| TASK TO COMPLETE |
Write out the full set of records exactly. Any pictures in them do not belong in the copy.

| GIVEN INFORMATION |
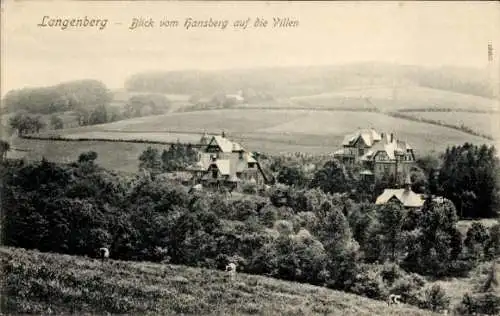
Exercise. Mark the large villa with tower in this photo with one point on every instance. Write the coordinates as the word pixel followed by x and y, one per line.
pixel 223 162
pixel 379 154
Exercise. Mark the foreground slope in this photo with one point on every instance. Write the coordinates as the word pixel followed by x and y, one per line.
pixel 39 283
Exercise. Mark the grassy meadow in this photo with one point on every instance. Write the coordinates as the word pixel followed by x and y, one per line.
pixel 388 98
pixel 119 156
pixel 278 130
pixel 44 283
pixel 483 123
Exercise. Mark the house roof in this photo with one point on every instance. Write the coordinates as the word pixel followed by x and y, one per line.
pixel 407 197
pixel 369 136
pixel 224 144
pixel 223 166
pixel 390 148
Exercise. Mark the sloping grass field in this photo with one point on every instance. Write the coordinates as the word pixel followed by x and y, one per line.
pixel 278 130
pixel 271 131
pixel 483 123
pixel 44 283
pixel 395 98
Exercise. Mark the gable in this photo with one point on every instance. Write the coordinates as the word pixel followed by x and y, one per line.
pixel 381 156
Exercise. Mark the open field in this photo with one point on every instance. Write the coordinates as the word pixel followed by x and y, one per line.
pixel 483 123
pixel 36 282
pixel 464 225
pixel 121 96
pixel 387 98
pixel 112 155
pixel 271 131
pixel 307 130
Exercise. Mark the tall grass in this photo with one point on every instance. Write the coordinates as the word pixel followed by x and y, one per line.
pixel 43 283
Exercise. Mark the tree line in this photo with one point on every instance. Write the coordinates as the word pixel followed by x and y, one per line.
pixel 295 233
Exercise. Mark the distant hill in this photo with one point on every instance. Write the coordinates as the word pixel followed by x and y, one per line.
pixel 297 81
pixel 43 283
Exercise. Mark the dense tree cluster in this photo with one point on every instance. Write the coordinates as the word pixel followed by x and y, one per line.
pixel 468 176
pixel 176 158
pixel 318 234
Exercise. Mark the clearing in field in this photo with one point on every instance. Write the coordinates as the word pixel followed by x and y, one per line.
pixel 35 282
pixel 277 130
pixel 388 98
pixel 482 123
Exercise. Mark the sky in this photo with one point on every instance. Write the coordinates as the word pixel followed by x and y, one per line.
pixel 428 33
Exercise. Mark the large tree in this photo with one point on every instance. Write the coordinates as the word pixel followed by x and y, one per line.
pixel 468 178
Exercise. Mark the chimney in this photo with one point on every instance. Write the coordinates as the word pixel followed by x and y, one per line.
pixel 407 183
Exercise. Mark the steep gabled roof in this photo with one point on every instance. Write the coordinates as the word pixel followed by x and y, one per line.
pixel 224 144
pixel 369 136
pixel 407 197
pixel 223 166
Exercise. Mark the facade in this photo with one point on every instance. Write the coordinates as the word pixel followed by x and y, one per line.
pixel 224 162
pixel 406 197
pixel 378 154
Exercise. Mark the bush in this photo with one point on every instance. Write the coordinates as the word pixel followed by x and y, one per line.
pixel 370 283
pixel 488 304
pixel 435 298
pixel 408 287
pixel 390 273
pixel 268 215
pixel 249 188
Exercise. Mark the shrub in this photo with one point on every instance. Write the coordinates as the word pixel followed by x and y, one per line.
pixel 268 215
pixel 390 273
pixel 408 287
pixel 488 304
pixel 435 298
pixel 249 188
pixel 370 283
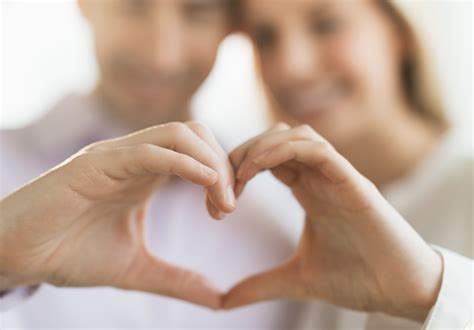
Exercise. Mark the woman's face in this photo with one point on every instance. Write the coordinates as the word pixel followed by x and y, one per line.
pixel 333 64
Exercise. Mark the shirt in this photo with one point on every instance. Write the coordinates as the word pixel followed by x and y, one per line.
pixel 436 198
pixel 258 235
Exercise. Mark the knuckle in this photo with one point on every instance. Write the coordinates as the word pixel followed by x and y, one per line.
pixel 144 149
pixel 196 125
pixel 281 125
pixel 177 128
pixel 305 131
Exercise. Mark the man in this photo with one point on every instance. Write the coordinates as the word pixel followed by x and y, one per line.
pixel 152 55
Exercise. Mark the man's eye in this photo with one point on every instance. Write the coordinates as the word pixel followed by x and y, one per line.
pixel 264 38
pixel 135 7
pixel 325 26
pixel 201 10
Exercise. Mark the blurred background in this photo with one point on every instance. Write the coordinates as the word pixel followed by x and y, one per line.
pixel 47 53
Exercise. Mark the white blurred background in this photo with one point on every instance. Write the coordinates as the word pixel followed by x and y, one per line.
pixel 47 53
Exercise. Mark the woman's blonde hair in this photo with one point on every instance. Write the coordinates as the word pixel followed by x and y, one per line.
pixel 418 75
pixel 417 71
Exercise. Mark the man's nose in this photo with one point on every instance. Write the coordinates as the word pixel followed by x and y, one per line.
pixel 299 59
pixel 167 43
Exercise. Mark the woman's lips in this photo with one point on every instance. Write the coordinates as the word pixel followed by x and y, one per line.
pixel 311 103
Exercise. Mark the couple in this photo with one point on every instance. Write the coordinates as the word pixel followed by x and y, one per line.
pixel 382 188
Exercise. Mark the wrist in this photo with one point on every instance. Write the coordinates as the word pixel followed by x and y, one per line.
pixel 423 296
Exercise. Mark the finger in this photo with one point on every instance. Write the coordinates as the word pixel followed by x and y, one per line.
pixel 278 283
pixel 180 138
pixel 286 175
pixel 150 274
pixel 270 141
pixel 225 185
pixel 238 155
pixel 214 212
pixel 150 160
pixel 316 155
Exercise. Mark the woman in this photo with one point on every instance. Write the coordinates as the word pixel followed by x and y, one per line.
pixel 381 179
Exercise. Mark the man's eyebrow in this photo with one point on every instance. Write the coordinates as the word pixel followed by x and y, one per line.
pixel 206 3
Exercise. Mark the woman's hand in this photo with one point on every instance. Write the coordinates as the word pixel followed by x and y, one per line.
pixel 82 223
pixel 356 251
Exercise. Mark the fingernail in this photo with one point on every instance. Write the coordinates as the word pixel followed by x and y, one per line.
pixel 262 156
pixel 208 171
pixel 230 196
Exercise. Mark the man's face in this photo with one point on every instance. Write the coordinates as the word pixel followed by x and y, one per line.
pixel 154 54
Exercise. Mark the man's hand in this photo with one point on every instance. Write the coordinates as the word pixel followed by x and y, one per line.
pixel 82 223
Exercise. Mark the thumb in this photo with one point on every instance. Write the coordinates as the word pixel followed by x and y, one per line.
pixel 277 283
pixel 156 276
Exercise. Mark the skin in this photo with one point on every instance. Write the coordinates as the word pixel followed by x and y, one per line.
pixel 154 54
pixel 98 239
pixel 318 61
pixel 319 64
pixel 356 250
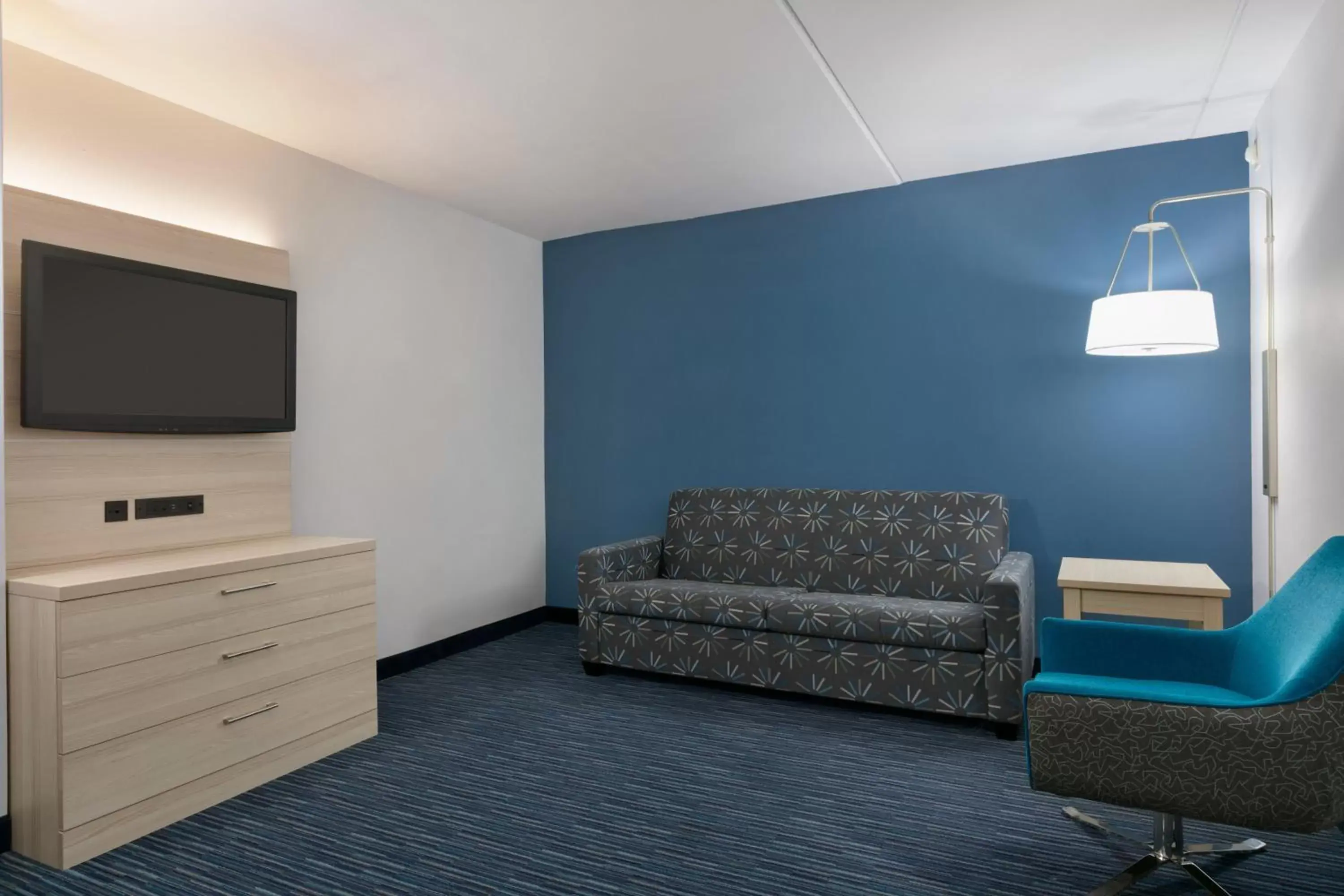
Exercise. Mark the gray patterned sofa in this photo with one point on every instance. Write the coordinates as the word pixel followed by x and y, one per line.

| TASK RESULT |
Exercise. Mark the large villa with tower in this photo with one point on every instance. Write the coordinates as the word pixel followed by x and y, one per line.
pixel 223 162
pixel 379 154
Exercise. Mark the foreground slope in this photo with one point on every instance. Write the coordinates as the word pixel followed by x and y, one per line.
pixel 39 283
Exercise. Mark the grassy meadow in this photo with one point on every instance. Write the coordinates as the word pixel followed by x and y, one per line.
pixel 388 98
pixel 119 156
pixel 278 130
pixel 44 283
pixel 483 123
Exercise. Mark the house roof in this photo with one point on every instance. Write the coordinates as the word pixel followed by x and y, one per line.
pixel 407 197
pixel 369 136
pixel 224 144
pixel 223 166
pixel 390 148
Exercise. Mark the sloping grass field in this photo with one point on every instance. Write the coordinates as the word pixel followed by x and y, one per line.
pixel 278 130
pixel 271 131
pixel 483 123
pixel 44 283
pixel 395 98
Exercise. Mark the gable in this photo with one point on every instance. Write the coordinates as the word pixel followed by x and y, one per line.
pixel 381 156
Exercise. Mark the open field in this photo with one point on every instance. Write the coordinates as the word pixel followed by x and y, one per line.
pixel 483 123
pixel 36 282
pixel 464 225
pixel 121 96
pixel 387 98
pixel 112 155
pixel 271 131
pixel 307 130
Exercise. Mark the tall grass in this photo with one point on every instance. Write the coordinates as the word pixel followed by x and y, one per line.
pixel 43 283
Exercise. Mark the tree line in this photo with one point on every instance. Write the coordinates as the word pixel followed by x and y, one per line.
pixel 295 233
Exercise. Mark the distant hill in this photo with one point on every instance. Write the coordinates as the word pixel followed by x and y, one per line.
pixel 297 81
pixel 43 283
Exercise. Mark the dense tree cluster in this photo with one point on every instance. Write the coordinates as the word pixel followed by x and y, one per line.
pixel 468 176
pixel 176 158
pixel 318 234
Exercise. Mark the clearing in field in this photo with one point on every instance. Write the coordinates as the word pixel followed by x and y, one per line.
pixel 35 282
pixel 277 130
pixel 388 98
pixel 482 123
Exercise. Mark the sky in this photo with one point on every instance. Write the coordinates as the word pixel followed by x and y, one per line.
pixel 428 33
Exercise. Mark the large tree in this photo with one point on every instance. Write the coordinates as the word pixel followed by x and y, one per line.
pixel 468 178
Exercise. Mark the chimney in this photo with one point on every instance. Write the coordinates as the word pixel followed by x and y, one per line.
pixel 407 183
Exercise. Mark the steep gabled roof in this photo with one point on every instance. Write the coordinates as the word pixel followed by x and y, one per line.
pixel 224 144
pixel 369 136
pixel 407 197
pixel 223 166
Exercise. Mark the facade in this photo with one point on every instance. Write the coordinates as the word pixel followed by x and y, one per line.
pixel 224 162
pixel 406 197
pixel 378 154
Exercise. Mark the bush in this photo with one point on every instance. Write the coordinates as the word pixel followed by x and y, one per line.
pixel 370 283
pixel 488 304
pixel 435 298
pixel 408 287
pixel 390 273
pixel 268 215
pixel 249 188
Exercise. Mark the shrub in this photo with one point on every instance. Write the coordinates as the word pixel followed by x and y, one per line.
pixel 268 215
pixel 390 273
pixel 408 287
pixel 488 304
pixel 435 298
pixel 249 188
pixel 370 283
Exercise. Mark the woman's face in this photo with one point on every instance. Write the coordinates as the word pixel followed by x and y, one per line.
pixel 333 64
Exercise. Mark the shirt in this photo with one point on every instance. Write the coordinates as the word pixel followed by x and y, one per line.
pixel 436 198
pixel 258 235
Exercise. Mark the knuckle in this photo with one point on every instance. Write the coordinates as the word pixel followed by x and y, one per line.
pixel 144 149
pixel 196 125
pixel 281 125
pixel 177 128
pixel 305 131
Exercise. Mark the man in this photo with one point on every instance. Write the coordinates as the word pixel followed by x and y, one per line.
pixel 152 55
Exercise. Mark the man's eye in this photo with one point on every instance. Write the coordinates as the word pixel followed by x and y, one per line.
pixel 264 38
pixel 135 7
pixel 325 26
pixel 201 10
Exercise. Mark the blurred background in this photo with one point on every instance. Write the coordinates as the word pixel followed by x and y, one per line.
pixel 47 53
Exercise. Mark the white blurred background in this photo with one point on every instance. Write the coordinates as the word pixel followed by x and y, one per line.
pixel 47 53
Exercise. Mark the woman's blonde hair in this photo with one point on every instance. Write the coordinates as the word pixel followed by x and y, one per line.
pixel 418 75
pixel 417 71
Exercise. Mark the man's nose in this photo with one point on every instance. Write the coordinates as the word pixel followed by x and y, one per line.
pixel 299 59
pixel 167 43
Exercise. Mark the woman's lips in this photo with one point on every instance. Write the coordinates as the word pixel followed by x and y, one per line.
pixel 311 103
Exercise. Mark the couple in this photo with one point on every instance. Write the coordinates as the word pixel followed by x and y, one per line.
pixel 382 188
Exercise. Mark the wrist in this photo with one point on every instance. Write the coordinates as the word pixel followed by x and y, one per line.
pixel 423 296
Exercise. Mark the finger in this photo with one point on every instance. Write the coordinates as the word pixel followed by x and y, one per line.
pixel 278 283
pixel 180 138
pixel 286 175
pixel 150 274
pixel 270 141
pixel 225 185
pixel 238 155
pixel 214 212
pixel 150 160
pixel 316 155
Exercise. Mark the woman in this photo with one point on every instance. Write the coordinates as the word pixel followed by x and y, one per line.
pixel 381 179
Exercise. Mark the man's eyebrow in this photo with one point on every instance. Write the coordinates as the word pixel followed by x and y, one per line.
pixel 206 3
Exercise. Mark the woman's hand in this photo with one point on every instance. Write the coordinates as the word pixel followed by x and y, one per line.
pixel 82 223
pixel 356 251
Exercise. Mark the fingernail in this photo with one point on every instance. Write the coordinates as the word pixel followed by x and y, one per line.
pixel 262 156
pixel 208 171
pixel 230 196
Exercise. Mark the man's face in this photo with one point on every instance. Write the coordinates as the word pixel followed by x and y, one per line.
pixel 154 54
Exercise. Mark the man's hand in this photo with one point on every instance. Write the coordinates as the word pixel followed by x and y, one per line.
pixel 82 223
Exercise. Mark the thumb in this photo with one point on every instance. Write the coordinates as the word pixel followed by x and y, one per line.
pixel 277 283
pixel 156 276
Exercise. Mark the skin in this photo with one point on every instance. Write the coordinates as the word pixel followed by x and y, one per line.
pixel 154 54
pixel 98 239
pixel 318 61
pixel 319 64
pixel 356 250
Exercise. Mark the gray patterned sofa in this photo with one point on every instance. Write the coordinates as the word pixel followed by x and y, one per line.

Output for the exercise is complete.